▶ **WORK REQUIRED**:
Copy nothing but the text: repeat each entry exactly and drop the images.
##### THE DATA #####
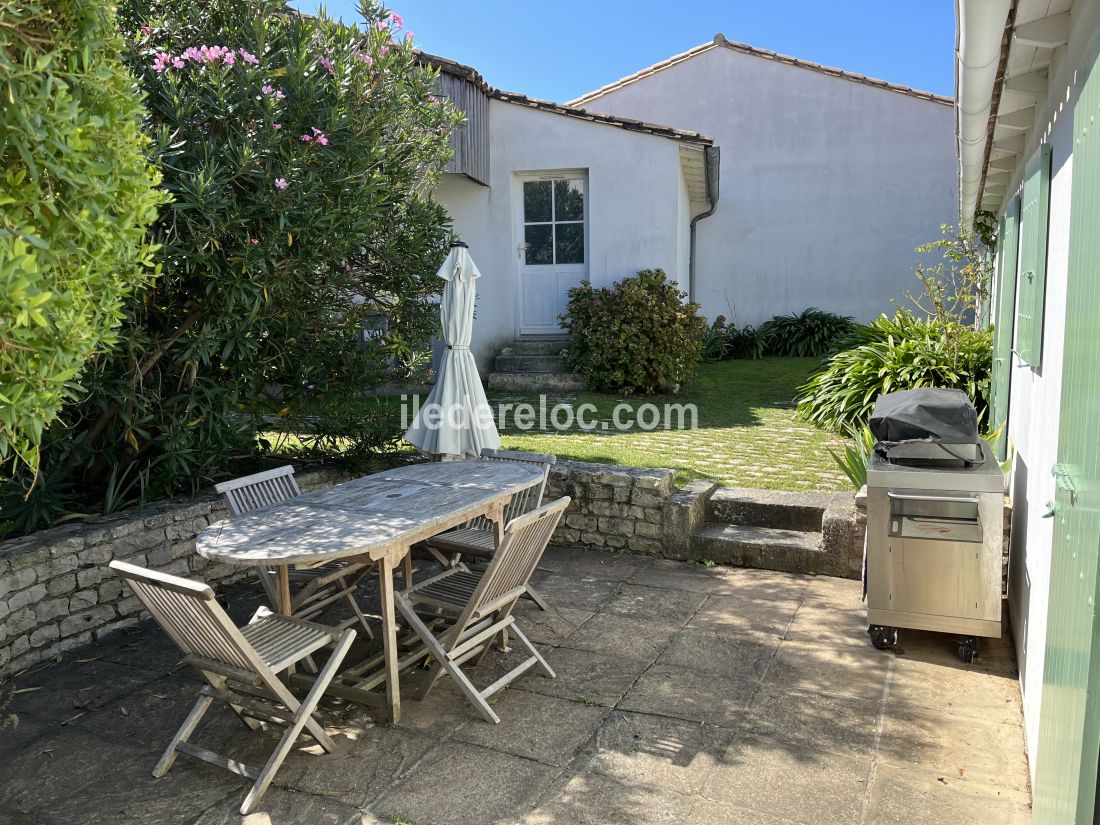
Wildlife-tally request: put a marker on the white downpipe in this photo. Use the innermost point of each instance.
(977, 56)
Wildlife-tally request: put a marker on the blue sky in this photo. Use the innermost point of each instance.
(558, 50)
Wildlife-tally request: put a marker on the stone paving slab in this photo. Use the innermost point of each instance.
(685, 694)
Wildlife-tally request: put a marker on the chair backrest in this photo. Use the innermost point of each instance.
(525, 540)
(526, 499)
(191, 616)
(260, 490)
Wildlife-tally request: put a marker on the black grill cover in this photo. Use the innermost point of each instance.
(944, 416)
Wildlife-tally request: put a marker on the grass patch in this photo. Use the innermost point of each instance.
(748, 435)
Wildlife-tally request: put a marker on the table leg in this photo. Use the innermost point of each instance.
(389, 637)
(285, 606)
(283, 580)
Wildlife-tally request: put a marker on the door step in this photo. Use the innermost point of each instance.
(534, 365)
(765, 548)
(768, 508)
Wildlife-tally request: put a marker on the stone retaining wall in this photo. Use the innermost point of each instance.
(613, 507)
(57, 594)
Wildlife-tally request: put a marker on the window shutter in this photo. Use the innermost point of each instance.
#####
▶ **WRITTEN SOLUTION**:
Wildlife-tally request: put a marker on the white downpipe in this photo. Use the innermost point of each instance.
(977, 56)
Wildlife-tally request: put a marker on the blue sky in this photo. Use the innermost point of each instance.
(558, 50)
Wildlife-tally request: put a marker on the stone paving slab in this photo. Use the innermost point of each instance.
(685, 694)
Wildlife-tally request: put a marker on the chair backrest in this photo. Use the innermost point of each instance.
(525, 540)
(526, 499)
(191, 616)
(260, 490)
Wildlife-tally request: put a marker on the black grill cover in this photo. Use the innermost point of each instance.
(944, 416)
Wildlife-tally request: put a marker on the grass patch in this photo. Use the innermost point of each instance.
(748, 435)
Wildlife-tally request: put a marker on the table leg in this photo. Use the innermost point of each instance.
(389, 637)
(285, 606)
(283, 580)
Wildlife-tally request: put a marker on the door step in this photo. Use the innermost point of each instance.
(534, 365)
(765, 548)
(768, 508)
Wildlife-tally request: put a marker on the stone retaining wall in this photo. Use the innermost point of each instance.
(613, 507)
(57, 594)
Wildlife-tally request: put a marker on the window shutter in this photo. Use the innermost point of each instance.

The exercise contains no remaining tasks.